* **GOAL OF THE EXERCISE**:
Below are some records. Print all of them exactly as they appear.

* **SUPPLIED RECORDS**:
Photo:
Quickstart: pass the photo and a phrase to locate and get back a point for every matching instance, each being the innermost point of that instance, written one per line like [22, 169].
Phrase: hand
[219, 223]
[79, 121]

* **FINISHED EXERCISE**:
Photo:
Quickstart: pass the photo and a phrase to locate and get back a point for every matching instance, each being the innermost point of that instance, written one per line like [22, 169].
Phrase: hand
[219, 223]
[79, 121]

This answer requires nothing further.